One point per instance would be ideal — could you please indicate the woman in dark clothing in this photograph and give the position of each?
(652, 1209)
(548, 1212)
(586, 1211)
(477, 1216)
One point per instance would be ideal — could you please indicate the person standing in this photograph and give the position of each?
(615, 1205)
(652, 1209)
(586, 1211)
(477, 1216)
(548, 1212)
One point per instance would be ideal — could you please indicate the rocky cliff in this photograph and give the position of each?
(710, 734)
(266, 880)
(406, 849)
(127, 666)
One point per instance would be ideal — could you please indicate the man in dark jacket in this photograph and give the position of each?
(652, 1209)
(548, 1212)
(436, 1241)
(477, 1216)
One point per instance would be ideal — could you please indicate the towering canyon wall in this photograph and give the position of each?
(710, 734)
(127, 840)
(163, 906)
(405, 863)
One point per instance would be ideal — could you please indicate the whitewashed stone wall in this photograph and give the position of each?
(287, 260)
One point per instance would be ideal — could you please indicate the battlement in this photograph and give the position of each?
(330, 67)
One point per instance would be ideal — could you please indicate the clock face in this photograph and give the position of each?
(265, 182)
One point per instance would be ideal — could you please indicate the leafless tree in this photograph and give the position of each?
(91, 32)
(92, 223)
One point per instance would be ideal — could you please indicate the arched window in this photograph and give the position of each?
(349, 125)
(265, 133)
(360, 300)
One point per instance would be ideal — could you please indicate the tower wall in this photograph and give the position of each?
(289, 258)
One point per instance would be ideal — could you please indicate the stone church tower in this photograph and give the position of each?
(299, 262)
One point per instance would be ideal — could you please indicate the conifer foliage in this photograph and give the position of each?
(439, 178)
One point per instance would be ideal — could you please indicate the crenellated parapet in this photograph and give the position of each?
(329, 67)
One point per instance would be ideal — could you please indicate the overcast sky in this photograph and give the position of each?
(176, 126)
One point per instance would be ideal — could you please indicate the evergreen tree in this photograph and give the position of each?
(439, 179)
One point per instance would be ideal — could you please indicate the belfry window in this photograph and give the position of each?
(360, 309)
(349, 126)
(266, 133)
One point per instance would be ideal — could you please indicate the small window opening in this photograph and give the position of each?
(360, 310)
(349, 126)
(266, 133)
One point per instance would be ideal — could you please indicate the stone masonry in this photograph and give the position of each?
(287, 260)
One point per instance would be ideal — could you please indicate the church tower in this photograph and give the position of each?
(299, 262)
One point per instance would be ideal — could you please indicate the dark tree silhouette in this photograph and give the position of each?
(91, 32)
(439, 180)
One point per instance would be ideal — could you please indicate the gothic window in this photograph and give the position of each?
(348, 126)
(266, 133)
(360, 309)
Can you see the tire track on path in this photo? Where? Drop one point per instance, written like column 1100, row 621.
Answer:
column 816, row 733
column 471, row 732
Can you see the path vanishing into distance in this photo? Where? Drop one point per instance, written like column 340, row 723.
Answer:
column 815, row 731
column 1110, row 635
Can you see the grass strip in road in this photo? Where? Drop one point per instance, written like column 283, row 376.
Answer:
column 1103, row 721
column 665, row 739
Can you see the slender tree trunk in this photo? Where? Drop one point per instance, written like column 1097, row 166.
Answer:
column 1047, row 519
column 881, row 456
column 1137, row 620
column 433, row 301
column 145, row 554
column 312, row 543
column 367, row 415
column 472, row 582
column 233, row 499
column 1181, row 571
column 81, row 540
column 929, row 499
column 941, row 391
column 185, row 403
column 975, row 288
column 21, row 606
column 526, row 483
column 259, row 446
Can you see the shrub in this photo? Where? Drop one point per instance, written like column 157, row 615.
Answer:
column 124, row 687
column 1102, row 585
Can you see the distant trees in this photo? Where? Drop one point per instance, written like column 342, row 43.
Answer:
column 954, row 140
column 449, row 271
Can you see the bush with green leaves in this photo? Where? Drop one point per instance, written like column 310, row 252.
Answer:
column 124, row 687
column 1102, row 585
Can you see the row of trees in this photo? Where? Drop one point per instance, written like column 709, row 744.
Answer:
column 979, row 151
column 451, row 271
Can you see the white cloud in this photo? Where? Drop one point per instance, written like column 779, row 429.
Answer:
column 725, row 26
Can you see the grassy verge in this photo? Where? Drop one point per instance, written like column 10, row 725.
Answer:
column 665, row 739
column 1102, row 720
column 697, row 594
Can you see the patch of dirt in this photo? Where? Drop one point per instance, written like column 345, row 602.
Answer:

TASK: When a line in the listing includes the word "trees", report that line in full.

SOLUTION FOR THIS TASK:
Can you see the distant trees in this photo? Where? Drop one point per instance, written like column 342, row 43.
Can you see the row of trees in this photo? Where? Drop one point per instance, written like column 709, row 744.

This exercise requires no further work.